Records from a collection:
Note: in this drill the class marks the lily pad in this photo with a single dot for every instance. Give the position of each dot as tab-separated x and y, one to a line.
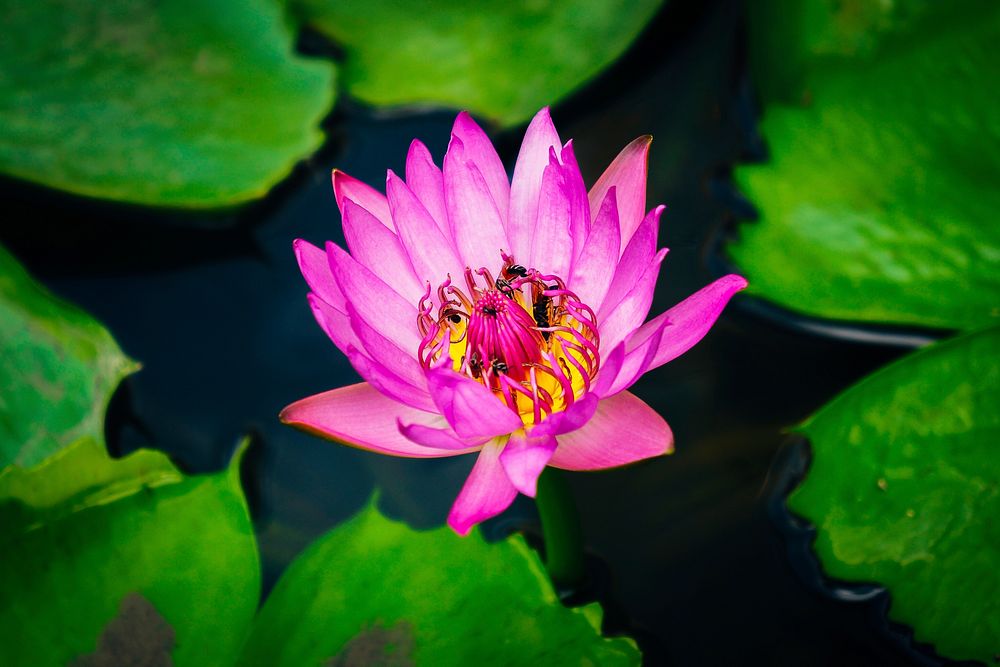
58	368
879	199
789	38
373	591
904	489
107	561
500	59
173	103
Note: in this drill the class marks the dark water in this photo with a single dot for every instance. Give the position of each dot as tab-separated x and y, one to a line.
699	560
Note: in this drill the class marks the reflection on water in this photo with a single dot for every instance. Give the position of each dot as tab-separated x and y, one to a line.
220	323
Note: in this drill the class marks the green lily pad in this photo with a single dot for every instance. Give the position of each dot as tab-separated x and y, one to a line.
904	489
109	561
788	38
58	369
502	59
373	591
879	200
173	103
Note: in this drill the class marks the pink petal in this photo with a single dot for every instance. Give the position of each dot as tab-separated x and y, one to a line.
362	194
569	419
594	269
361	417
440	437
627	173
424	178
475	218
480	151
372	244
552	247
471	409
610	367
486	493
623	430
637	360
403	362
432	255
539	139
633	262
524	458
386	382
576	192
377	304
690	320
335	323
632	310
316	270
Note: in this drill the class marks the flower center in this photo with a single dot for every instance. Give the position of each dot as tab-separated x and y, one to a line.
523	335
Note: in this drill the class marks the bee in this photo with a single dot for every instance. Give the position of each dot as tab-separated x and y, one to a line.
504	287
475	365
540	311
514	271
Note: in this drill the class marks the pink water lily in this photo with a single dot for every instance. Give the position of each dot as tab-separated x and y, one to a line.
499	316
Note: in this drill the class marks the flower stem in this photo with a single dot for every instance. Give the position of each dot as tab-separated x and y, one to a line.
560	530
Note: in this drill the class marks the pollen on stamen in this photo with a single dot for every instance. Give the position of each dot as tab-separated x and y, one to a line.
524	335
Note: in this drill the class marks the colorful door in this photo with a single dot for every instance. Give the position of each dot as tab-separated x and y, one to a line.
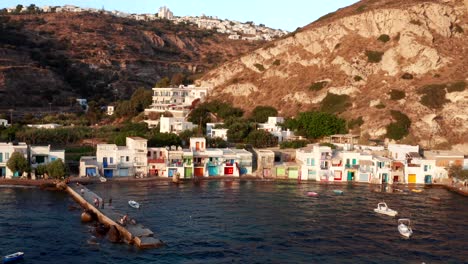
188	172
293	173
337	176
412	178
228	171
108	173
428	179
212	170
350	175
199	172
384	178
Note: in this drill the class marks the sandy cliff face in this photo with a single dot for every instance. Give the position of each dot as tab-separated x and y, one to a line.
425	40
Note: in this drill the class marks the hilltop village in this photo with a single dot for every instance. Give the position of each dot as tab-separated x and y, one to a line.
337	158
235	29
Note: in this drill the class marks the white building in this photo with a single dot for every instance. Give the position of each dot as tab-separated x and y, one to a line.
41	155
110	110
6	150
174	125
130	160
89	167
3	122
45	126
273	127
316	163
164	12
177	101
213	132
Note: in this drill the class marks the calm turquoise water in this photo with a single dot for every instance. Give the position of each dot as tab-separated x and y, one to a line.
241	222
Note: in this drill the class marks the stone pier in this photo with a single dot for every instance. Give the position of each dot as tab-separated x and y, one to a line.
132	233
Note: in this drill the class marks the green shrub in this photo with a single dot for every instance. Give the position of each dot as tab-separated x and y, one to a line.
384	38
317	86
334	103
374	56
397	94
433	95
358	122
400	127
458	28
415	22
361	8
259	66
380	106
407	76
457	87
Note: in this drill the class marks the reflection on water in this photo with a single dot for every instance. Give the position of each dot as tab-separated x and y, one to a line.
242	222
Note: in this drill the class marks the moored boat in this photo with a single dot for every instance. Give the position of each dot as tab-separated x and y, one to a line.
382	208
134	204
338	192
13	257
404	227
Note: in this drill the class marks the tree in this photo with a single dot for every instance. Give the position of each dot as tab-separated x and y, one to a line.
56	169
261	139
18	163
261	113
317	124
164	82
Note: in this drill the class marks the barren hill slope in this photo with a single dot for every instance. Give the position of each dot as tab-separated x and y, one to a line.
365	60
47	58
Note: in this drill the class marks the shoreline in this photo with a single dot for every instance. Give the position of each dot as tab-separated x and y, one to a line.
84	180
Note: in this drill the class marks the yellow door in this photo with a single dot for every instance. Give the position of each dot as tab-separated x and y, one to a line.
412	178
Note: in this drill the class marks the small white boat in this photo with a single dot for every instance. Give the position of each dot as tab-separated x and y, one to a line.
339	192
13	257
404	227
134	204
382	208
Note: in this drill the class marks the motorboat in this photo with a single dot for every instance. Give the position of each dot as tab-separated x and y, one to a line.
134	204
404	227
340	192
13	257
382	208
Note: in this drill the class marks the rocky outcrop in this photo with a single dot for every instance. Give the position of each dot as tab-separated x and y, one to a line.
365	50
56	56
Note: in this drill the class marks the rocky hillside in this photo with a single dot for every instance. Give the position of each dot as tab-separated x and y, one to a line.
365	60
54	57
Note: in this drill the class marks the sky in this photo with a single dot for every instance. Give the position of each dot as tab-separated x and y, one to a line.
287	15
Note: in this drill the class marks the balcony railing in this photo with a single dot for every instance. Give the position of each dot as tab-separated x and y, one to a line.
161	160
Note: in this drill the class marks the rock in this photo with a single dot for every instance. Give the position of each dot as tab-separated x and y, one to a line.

Your goal: Reproduce the rows above word for word, starting at the line that contains "Note: in this drill the class marks the rocky outcrop" and ending with the last row, both included.

In response:
Note: in this drill the class marks the rocky outcrop in this photo with a single dot for every instance. Give the position of each dot as tab-separated x and y, one to a line.
365	50
56	56
Note: in this drill the class marks the rocky hillside in this photo with a single dot for every instance. Give the position of each dot as tab-separated x and y, one to a line.
365	60
54	57
Note: in this drill the class marks the sky in this photo with a single dot for every instance. Give the position of each dot as tab-separated x and y, one to a line.
287	15
Note: in this drill the class marks the balcony railing in this photo with a single dot for every instance. Give the position of each dot as tab-separated x and y, one to a line.
161	160
Note: in this drill the class marks the rock in this photo with a single dot for every instance. Give the position of each dot as tab-separated x and y, one to a line.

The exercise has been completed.